◆ **Tarea 1**
¿En qué año se concluyó «Los últimos días de la humanidad», según el fragmento sobre el teatro del Holocausto?
◆ **Tarea 2**
Por favor, repite el fragmento sobre el teatro del Holocausto entre "Pero una historia" y "el nazismo interrumpió.", ambos incluidos.

◆ **Fragmento de texto**

· · · · ·

Pero una historia del teatro del Holocausto no debería empezar por esas obras
maestras. Una historia del teatro del Holocausto debería empezar recordando a los
hombres de teatro –actores, directores, escritores…- asesinados por el Tercer Reich y a
las tradiciones teatrales que el nazismo interrumpió.
Después de dejar una página -¿una página en blanco? ¿una página arrancada?,
¿una página quemada?- para esas ausencias, una historia del teatro del Holocausto
habría de releer a los “anunciadores del fuego”: aquellos autores en cuya obra se
anticipó la catástrofe. Entre esos está, desde luego, Karl Kraus, quien en “Los últimos
días de la humanidad”, concluida en 1922, presentaba tanto un catálogo de los horrores
de la primera guerra como un anuncio de lo que traería la próxima. Kraus describe a
masas idiotizadas que saludan con júbilo la noticia de la muerte de cuarenta mil rusos y
que viven la guerra como una bendición, porque las épocas de paz, según dice un
personaje, son peligrosas, ya que “en ellas es fácil caer en la molicie y en la
alienación”4. La obra de Kraus comienza con un vendedor callejero de periódicos
gritando “!Edición especial! ¡Asesinado el heredero del trono! ¡El autor detenido!”. Un
paseante que escucha esto dice a su esposa: “Suerte que no era judío”. Pero su mujer no
se queda muy tranquila y dice a su marido, temiendo lo peor: “Vamos a casa”5. Como
hoy sabemos, pocos años después para millones de judíos europeos no habría casa en
que refugiarse. El incendio del que avisaba Kraus es el que luego empujó al exilio a
Bertolt Brecht, cuya pieza “La mujer judía” puede ser leída como un grito de socorro
ante lo que iba a venir. Como se sabe, Brecht se exilia en 1933 y a partir del 35
comienza a escribir las piezas reunidas en “Terror y miseria del Tercer Reich”. Una de
ellas es “La mujer judía”, cuya protagonista, acosada por los nazis a causa de su origen,
descubre en escena, ante nosotros, cómo la abandonan quienes hace poco eran sus
amigos e incluso su esposo, un gentil. En el turbio lenguaje de éste reconocemos el de
tantos que con su cobardía facilitaron su trabajo a los verdugos; en la soledad de ella, la
de los judíos a los que Europa no supo defender.

· · · · ·

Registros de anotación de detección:
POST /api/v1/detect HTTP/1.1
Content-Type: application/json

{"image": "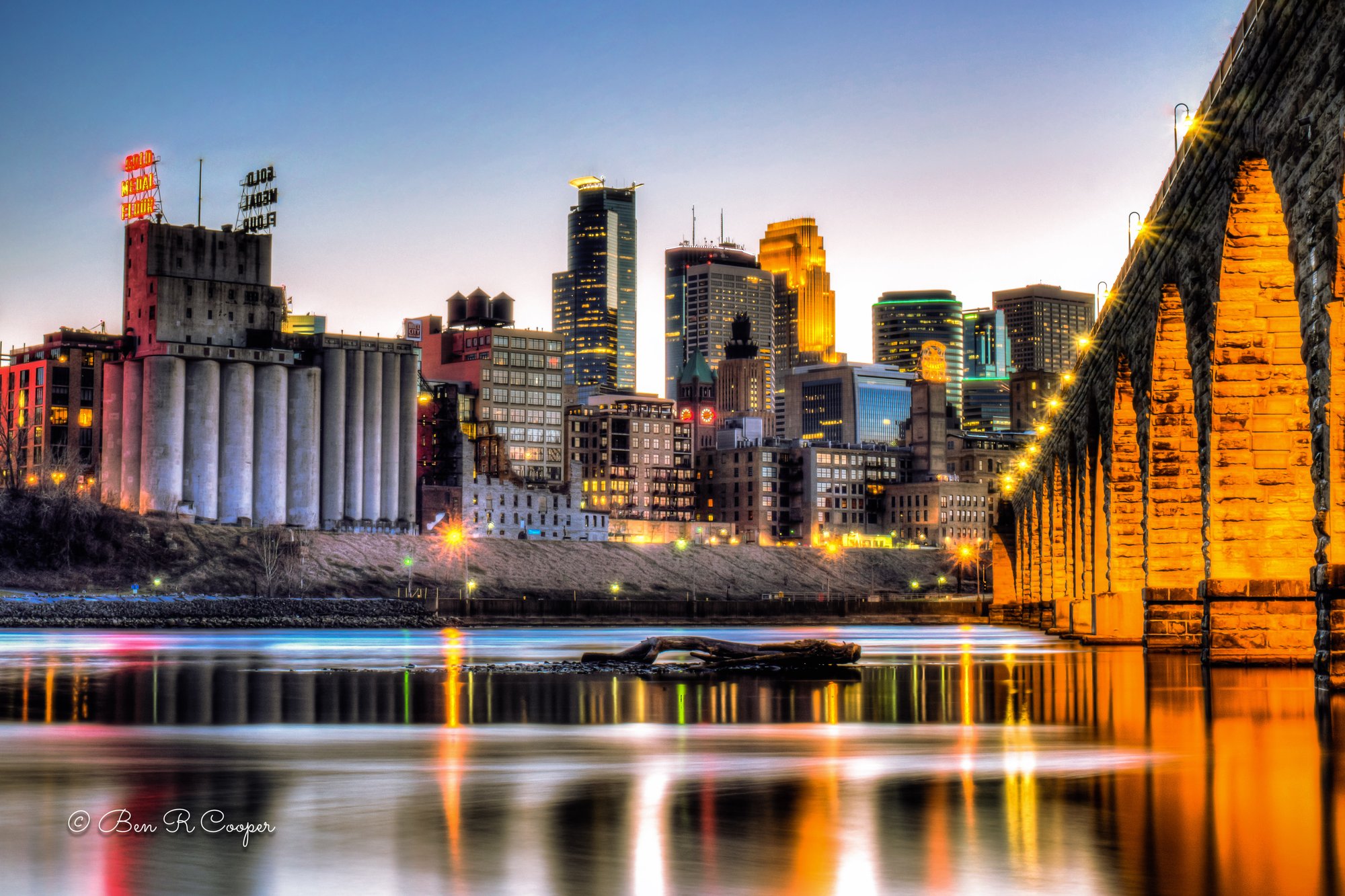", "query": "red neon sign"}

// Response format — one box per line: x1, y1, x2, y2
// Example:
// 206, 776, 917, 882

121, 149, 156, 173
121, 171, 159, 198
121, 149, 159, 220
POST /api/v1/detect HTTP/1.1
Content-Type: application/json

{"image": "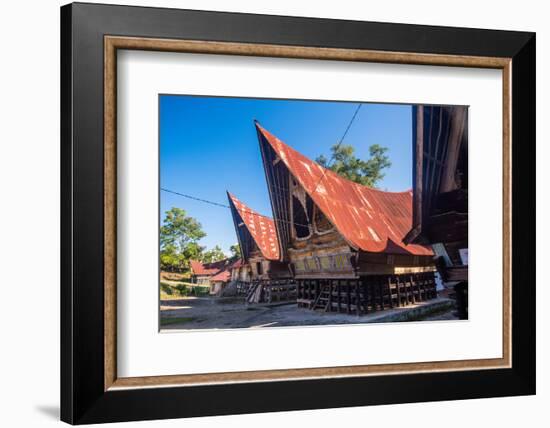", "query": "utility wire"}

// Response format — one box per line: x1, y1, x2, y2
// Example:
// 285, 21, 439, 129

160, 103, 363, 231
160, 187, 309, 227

· · · · ·

◆ **Respuesta completa 1**
En 1922.

◆ **Respuesta completa 2**
Pero una historia del teatro del Holocausto no debería empezar por esas obras
maestras. Una historia del teatro del Holocausto debería empezar recordando a los
hombres de teatro –actores, directores, escritores…- asesinados por el Tercer Reich y a
las tradiciones teatrales que el nazismo interrumpió.